■ Work to complete ■
Can you quote the records below in full, word for word?

■ Items ■

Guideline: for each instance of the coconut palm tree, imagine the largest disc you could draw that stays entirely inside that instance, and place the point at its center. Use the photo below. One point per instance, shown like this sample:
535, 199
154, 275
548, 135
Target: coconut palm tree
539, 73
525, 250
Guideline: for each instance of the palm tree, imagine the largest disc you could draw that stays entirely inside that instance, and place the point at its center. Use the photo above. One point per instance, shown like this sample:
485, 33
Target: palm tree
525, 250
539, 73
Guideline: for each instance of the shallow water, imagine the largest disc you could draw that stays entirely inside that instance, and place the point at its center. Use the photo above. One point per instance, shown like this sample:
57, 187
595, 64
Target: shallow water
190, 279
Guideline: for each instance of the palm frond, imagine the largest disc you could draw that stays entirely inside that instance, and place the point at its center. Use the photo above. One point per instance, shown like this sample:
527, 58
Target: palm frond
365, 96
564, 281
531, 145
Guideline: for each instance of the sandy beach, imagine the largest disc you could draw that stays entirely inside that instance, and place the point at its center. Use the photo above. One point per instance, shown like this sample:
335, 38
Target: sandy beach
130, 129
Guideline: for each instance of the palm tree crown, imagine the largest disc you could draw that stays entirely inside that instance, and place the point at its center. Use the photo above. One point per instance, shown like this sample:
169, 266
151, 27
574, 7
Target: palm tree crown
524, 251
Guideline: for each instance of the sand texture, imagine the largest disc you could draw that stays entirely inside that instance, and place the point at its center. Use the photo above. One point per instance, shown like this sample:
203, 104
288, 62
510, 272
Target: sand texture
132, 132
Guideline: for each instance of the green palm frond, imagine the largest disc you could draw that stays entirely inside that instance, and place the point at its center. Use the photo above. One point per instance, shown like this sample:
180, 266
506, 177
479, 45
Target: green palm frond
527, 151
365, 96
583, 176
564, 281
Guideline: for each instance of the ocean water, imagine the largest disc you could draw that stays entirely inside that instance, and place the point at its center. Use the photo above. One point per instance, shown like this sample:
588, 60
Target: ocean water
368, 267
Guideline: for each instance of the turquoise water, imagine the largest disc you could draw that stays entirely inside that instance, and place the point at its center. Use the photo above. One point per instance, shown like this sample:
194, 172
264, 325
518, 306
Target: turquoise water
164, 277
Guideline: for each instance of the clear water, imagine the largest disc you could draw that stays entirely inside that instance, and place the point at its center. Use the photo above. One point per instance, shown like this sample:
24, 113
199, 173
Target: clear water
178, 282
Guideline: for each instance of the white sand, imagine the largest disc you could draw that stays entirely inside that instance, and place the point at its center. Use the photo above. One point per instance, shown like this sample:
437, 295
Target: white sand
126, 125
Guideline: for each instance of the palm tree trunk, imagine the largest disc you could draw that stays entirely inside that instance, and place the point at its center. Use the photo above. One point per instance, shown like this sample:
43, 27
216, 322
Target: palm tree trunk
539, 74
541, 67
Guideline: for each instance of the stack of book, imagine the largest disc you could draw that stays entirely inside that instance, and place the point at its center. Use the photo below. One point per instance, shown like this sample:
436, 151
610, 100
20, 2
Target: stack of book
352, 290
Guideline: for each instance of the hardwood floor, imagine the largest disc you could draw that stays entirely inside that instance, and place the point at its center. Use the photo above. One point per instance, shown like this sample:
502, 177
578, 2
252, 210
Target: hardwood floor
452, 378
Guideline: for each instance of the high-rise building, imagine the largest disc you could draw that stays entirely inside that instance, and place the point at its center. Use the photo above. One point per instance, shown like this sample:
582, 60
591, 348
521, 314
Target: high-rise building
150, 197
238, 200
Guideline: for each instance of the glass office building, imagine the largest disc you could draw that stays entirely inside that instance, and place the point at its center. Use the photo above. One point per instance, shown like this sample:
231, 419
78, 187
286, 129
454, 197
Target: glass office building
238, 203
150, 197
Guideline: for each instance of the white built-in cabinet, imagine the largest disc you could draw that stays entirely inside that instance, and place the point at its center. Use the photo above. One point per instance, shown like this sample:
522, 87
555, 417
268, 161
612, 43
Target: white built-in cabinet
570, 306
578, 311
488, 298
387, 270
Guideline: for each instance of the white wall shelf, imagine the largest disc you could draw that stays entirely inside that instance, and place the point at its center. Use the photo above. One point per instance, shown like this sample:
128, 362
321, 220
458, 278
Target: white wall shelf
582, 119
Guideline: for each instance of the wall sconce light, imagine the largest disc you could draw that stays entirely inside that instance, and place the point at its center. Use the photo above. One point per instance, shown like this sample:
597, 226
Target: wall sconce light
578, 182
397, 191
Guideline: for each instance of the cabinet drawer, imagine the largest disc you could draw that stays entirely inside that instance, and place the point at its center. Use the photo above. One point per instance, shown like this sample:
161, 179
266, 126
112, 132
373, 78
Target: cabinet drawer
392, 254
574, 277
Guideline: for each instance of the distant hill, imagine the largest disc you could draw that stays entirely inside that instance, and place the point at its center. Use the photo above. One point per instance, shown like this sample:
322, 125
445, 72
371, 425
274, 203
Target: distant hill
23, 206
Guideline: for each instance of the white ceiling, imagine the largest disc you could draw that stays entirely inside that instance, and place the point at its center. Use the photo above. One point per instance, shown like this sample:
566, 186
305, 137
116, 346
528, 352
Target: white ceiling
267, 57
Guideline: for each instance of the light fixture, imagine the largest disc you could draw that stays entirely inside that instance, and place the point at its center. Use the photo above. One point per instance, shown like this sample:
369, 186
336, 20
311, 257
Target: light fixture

■ Finished exercise ■
Guideline: for each instance of the coconut palm tree, imagine the largest disc you could draw that stays entirely inside that instance, and place the point at its center. Use the photo below. One point per instance, shown like this sample:
535, 199
154, 275
548, 135
Target: coconut palm tree
539, 73
525, 250
Guideline: for each instance of the palm tree, imagine the largest disc you could draw that stays entirely inside that instance, and place the point at its center. Use the photo above. One point per instance, shown like this sample:
485, 33
Target: palm tree
525, 250
539, 73
Guideline: for each instance of the shallow water, imagine the largest disc you could draw that stays entirely inside that instance, and place the point at its center. Use the photo above. One point per instance, shown like this sample:
57, 187
595, 64
Target: shallow water
190, 279
Guideline: for each instance of the palm frond, imagine the largest disc you could draw that stays entirely inside that instance, and place the point at its center. Use the photo above. One point per instance, shown like this sample:
527, 58
Target: palm frond
365, 96
564, 281
531, 145
Guideline: for each instance of the sandy beach, imagine the largest disc you could draw that stays entirely inside that instance, and place the point at its center. Use the photo above. One point per instance, shown like this sample:
335, 38
Target: sandy beach
130, 129
Guideline: for each instance of the palm tree crown, imagine the largest disc you could draw that stays entirely inside that instance, and place the point at its center. Use the photo above. One point per instance, shown like this sample:
169, 266
151, 27
574, 7
Target: palm tree crown
524, 251
Guideline: for each instance of the sand texture, imagine the largest disc you could draw that stays entirely inside that instance, and place the point at its center. Use the photo above. One point per instance, shown like this sample:
203, 104
288, 62
510, 272
Target: sand texture
132, 132
Guideline: for each instance of the green palm frond, imagine the largest disc you could draw that stays entirely inside that instance, and place the point at its center. Use the photo above. One point per instance, shown like this sample:
180, 266
506, 177
479, 45
Target: green palm frond
527, 151
365, 96
583, 176
564, 281
Guideline: for each instance of the ocean water, imagine the largest disc you could draw that stays entirely inside that instance, and place the point at its center. Use the photo above. One point per instance, shown like this sample:
588, 60
Target: ocean water
368, 267
Guideline: for each instance of the turquoise water, imagine the largest disc you could draw that stays entirely inside that instance, and place the point at its center. Use the photo above. One point per instance, shown like this sample:
194, 172
264, 325
518, 306
Target: turquoise water
164, 277
Guideline: for each instance of the clear water, imagine the largest disc you could draw that stays entirely inside that instance, and place the point at its center. Use the photo above. One point per instance, shown like this sample:
24, 113
199, 173
Target: clear water
178, 282
Guideline: for each instance of the white sand, imagine the largest disc you could draw that stays entirely inside that instance, and place the point at its center. Use the photo above. One point per instance, shown like this sample:
437, 295
Target: white sand
126, 125
Guideline: for each instance of the palm tree trunk, imagine the largest disc you could draw that stays entirely inside that instance, and place the point at its center. Use the photo above. One point per instance, shown like this sample:
43, 27
216, 322
Target: palm tree trunk
539, 74
541, 67
Guideline: for each instance of the stack of book, imagine the largest disc you could draw that stays entirely inside that instance, and place the point at its center. Use the photo below. One point per instance, shown like this sample:
436, 151
610, 100
20, 2
Target: stack of book
352, 290
Guideline: for each instance of the hardwood floor, imagine the largest disc you could draw that stays entirely inside that instance, and place the point at its center. Use the photo above. One point per instance, shown like this sample:
502, 177
578, 2
252, 210
Target: hardwood floor
452, 378
Guideline: for each instance of the high-rise building, imagine the largest disc you could draw that stays entirely inside that instance, and place the point at its center. Use the photo above. One point per instance, shown like this sample:
582, 60
591, 348
521, 314
Target: high-rise building
150, 197
238, 200
Guideline: for each instance of the glass office building, imagine the largest disc you could draw that stays entirely inside that instance, and place the point at its center. Use the photo above. One point per instance, shown like this sample:
231, 419
78, 187
286, 129
454, 197
Target: glass office building
238, 203
150, 197
Guideline: for each instance of the white built-in cabinet, imagine the largest disc you could draw that stays entirely inside that instance, and place the point at its center. Use the photo above. One point per instance, shown like this sample:
522, 87
555, 417
268, 161
612, 43
Target: white built-in cabinet
570, 306
578, 311
488, 298
387, 270
Guideline: for each instance of the white wall shelf, imagine the largest disc you could draw that stays entirely inside that instance, and place the point at its center. Use the photo above. One point per instance, shown like this sample:
128, 362
321, 220
458, 278
Target: white wall shelf
582, 119
Guideline: for each instance of the wall sconce light, imagine the largest disc you could draw that stays entirely inside that instance, and place the point at its center. Use the photo above. One point per instance, shown like this sample:
597, 226
Target: wall sconce light
578, 182
397, 191
Guideline: for each instance of the cabinet drawer, imagine the largest disc you could draw that stays entirely inside that instance, and place the point at its center. Use the photo above. One point per instance, shown like this sample:
161, 179
266, 126
112, 132
373, 78
Target: cabinet drawer
392, 254
574, 277
Guideline: for each instance of the distant hill, imagine the largest disc you could draw that stays entirely inside that instance, and place the point at its center. Use the photo above. One point per instance, shown like this sample:
322, 125
445, 72
371, 425
274, 203
Target: distant hill
23, 206
Guideline: for each instance of the white ceiling, imagine the largest disc you could draw that stays entirely inside that instance, and place the point at its center. Use the photo above. One point per instance, shown like this sample:
566, 186
305, 137
116, 346
528, 352
Target: white ceiling
267, 57
Guideline: for each instance of the light fixture, imagine the largest disc you could draw that stays entirely inside that instance, and place the point at its center. Use the photo above. One point per instance, shown like this sample:
369, 186
336, 20
311, 257
Target: light fixture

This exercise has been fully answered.